DOCUMENT EXTRACT:

§

The Tower of London is currently open from Wednesday to Sunday from 10:00 to 18.00. Tickets cost £25.00 (half-price for children) and visitors must book entry-slots with their tickets.

Friday, September 04, 2020

Not so royal Windsor

 

the castle towering over the town
By Carole Barclay

Royal Windsor on the outskirts of London conjures up sedate images of the castle on the Thames, Eton college, a popular racecourse and Legoland. But behind the veneer of bourgeois respectability lies a much more turbulent past.
    Just down the road is Runnymede, where bad King John was forced to sign the Magna Carta in 1215. Charles Stuart was held in Windsor castle during the Civil War before his trial and execution in London in January 1649, and Queen Victoria narrowly escaped death in 1882 when a “madman” took a shot at her outside the royal railway station.
    The massive fortress that towers over Windsor has dominated the town since Norman days. Although the bastions and curtain walls still follow their ancient course, the castle has long been a royal palace and what we see today is essentially a Georgian and Victorian gothic fantasy.
    The castle was originally built to control a strategic section of the River Thames in William the Conqueror’s day. It was converted into a royal palace a century later and so it remains until this day – but it wasn’t always so.
    In the 17th century Windsor was a Puritan stronghold. During the civil war it was occasionally used by Oliver Cromwell as his headquarters and a gaol for Royalist prisoners. In Cromwell’s day the castle became a home for invalided members of the New Model Army and their families, but it reverted to the Crown after the Stuart restoration in 1660.

§

GIVEN RECORDS:
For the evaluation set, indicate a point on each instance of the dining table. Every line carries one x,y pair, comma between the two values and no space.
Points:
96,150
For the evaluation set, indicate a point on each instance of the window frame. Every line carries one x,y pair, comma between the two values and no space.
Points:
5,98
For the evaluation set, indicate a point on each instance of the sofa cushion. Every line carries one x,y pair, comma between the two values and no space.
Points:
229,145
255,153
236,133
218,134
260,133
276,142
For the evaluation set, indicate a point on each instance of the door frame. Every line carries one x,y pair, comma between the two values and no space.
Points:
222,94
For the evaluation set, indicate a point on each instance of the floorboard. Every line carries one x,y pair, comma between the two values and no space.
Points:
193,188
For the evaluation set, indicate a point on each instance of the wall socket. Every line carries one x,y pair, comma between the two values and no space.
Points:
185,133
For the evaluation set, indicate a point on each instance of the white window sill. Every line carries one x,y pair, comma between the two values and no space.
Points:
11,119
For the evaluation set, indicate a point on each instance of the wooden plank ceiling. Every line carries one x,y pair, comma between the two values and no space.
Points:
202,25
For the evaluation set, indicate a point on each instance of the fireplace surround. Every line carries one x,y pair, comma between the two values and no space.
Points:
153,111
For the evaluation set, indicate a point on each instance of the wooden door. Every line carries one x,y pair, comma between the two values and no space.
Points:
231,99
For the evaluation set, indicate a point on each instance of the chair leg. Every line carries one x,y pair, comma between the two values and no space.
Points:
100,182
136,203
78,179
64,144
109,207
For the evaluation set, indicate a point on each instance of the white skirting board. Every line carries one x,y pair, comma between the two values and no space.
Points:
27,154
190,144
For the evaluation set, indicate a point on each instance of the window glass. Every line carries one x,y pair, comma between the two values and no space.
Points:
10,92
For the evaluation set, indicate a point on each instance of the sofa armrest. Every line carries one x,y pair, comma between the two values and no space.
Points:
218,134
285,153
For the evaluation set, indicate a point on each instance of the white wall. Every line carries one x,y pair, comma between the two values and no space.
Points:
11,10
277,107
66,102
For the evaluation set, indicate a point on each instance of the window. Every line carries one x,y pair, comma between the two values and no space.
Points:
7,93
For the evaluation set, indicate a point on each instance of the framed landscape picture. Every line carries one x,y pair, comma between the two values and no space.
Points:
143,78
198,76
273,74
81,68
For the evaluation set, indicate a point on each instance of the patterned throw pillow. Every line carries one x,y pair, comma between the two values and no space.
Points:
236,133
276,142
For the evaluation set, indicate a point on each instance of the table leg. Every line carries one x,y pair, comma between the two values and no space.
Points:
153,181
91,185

§

EXERCISE REQUIREMENTS:
**1)** Answer these questions from the Windsor article:
(a) In what year was King John forced to sign the Magna Carta at Runnymede?
(b) Where was Queen Victoria when someone shot at her in 1882?
(c) When did Windsor Castle revert to the Crown?
**2)** Continue the Windsor article from the point where it ends.

RESPONSE LIST:
**1)**
(a) 1215
(b) Outside the royal railway station
(c) After the Stuart restoration in 1660

**2)**
    Wandering the streets you will see relics of bygone ages. Shops that go back to Elizabethan days and a 17th century Guildhall designed by Sir Christopher Wren. The grand central station once used by royalty now just provides a shuttle service to Slough; but the massive concourse has been converted into a Victorian-themed shopping centre that preserves many original features such as the Jubilee Arch and the Royal Waiting Room. Outside one of the cafes in the complex there’s even a full-size replica of the steam engine that hauled Queen Victoria's Royal Train.
    Just over the river is Eton college, the paramount public school that has reared the offspring of the ruling class since its foundation in 1441.
    The Duke of Wellington said that the battle of Waterloo was won on the playing fields of Eton and he was probably right. Old boys include Boris Johnson and 19 other Prime Ministers, as well as a predictable bunch of military men, artists and sportsmen. It was also the alma mater of Guy Burgess, who went on to study at Cambridge in the 1930s. There some students embraced the communist ideal. Some joined the workers movement, others fought in Spain. But Guy and his friends, Donald Maclean and Kim Philby, went a step further by taking the principled decision to struggle for peace by working for Soviet intelligence.
    The “Cambridge Spies” whose defections rocked the British establishment in the 1950s and ‘60s all ended up in the Soviet Union. Guy Burgess died in Moscow in 1963 and his ashes now lie in his family's plot in West Meon in Hampshire.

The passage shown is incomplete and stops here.